GIVEN TASK -
Output the rows below as a Markdown table with two columns, No. and Line, numbering each row in order and leaving out any blank lines.
§ §
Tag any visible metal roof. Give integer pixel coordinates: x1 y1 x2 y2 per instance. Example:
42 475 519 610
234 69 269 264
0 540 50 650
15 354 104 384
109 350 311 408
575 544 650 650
§ §
RESPONSE TO THE EXERCISE -
| No. | Line |
|---|---|
| 1 | Tag any visible metal roof. Give integer pixel coordinates: x1 y1 x2 y2 per instance. Example: |
| 2 | 42 475 519 610 |
| 3 | 234 69 269 264 |
| 4 | 0 540 50 650 |
| 5 | 15 354 104 384 |
| 6 | 109 350 311 408 |
| 7 | 575 544 650 650 |